• _Tasks and exercises_
**1)** Set down word for word the part of the Alignment Science job posting starting with "Role overview" and going on through "in new models.".
**2)** For each statement below, say yes or no according to the Alignment Science job posting, and quote the words from the posting that decide it. (a) The team keeps its research findings private. (b) Recent work by the team has studied how models admit mistakes. (c) The position may also carry the title Research Engineer or Research Scientist.
**3)** Continue the Alignment Science job posting from the point after its final sentence.

[Provided text]

About the job
Team focus
The Alignment Science team at OpenAI works on intent alignment for artificial intelligence. Their goal is to develop models that accurately interpret and follow user requests, while maintaining high standards for safety and transparency. As AI models become more advanced, the team prioritizes keeping them honest about their capabilities and limitations, ensuring close alignment with user intent.
Research spans both theoretical and applied domains. The team shares findings publicly and integrates new alignment techniques into OpenAI's deployed models. Recent efforts have targeted model honesty, studying how models admit mistakes, avoid generating false information, and resist manipulation. The team is looking for scalable solutions to improve instruction following and reliability in AI systems.
Quantitative research is a core part of this work, especially reinforcement learning and related training and evaluation methods that support safer, more reliable AI interactions.
Role overview
This Researcher in Alignment Science position (which may be titled Research Engineer or Research Scientist) centers on designing and running experiments to improve how models follow user intent. Responsibilities include developing training protocols, building evaluation frameworks, and strengthening research infrastructure to support effective alignment in new models.

[/Provided text]
[Stored data]

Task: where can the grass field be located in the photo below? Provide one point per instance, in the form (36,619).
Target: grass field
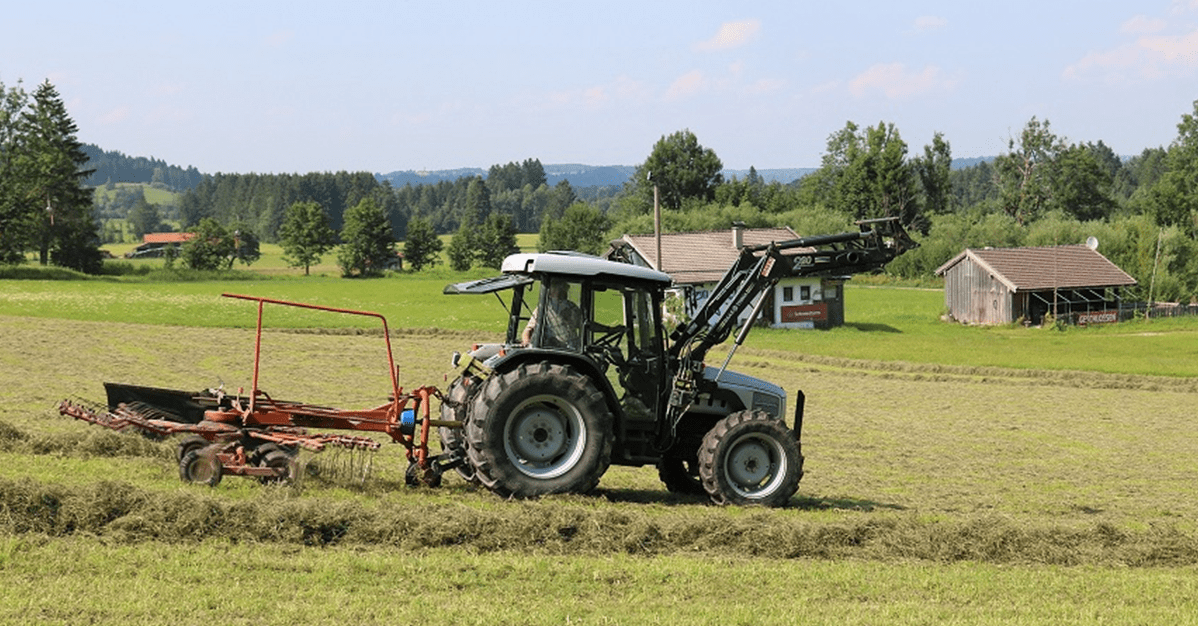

[/Stored data]

• _Exercise results_
**1)**
Role overview
This Researcher in Alignment Science position (which may be titled Research Engineer or Research Scientist) centers on designing and running experiments to improve how models follow user intent. Responsibilities include developing training protocols, building evaluation frameworks, and strengthening research infrastructure to support effective alignment in new models.

**2)**
(a) No: "The team shares findings publicly"
(b) Yes: "studying how models admit mistakes"
(c) Yes: "which may be titled Research Engineer or Research Scientist"

**3)**
The job is based in San Francisco, CA, with a hybrid schedule requiring three days per week in the office. OpenAI provides relocation support for new hires. Exceptional remote candidates who can work independently and collaborate closely with the team will also be considered.
Main responsibilities
- Design and conduct experiments on alignment techniques, including intent following, honesty, calibration, and robustness.
- Train and assess models using reinforcement learning and other empirical machine learning approaches.
- Develop evaluation metrics for failure modes such as hallucination, compliance gaps, reward exploitation, and covert actions.
- Investigate methods to encourage models to self-verify and report limitations honestly, including confession-style training objectives.
- Create monitoring tools and interventions at inference time to help models act as intended.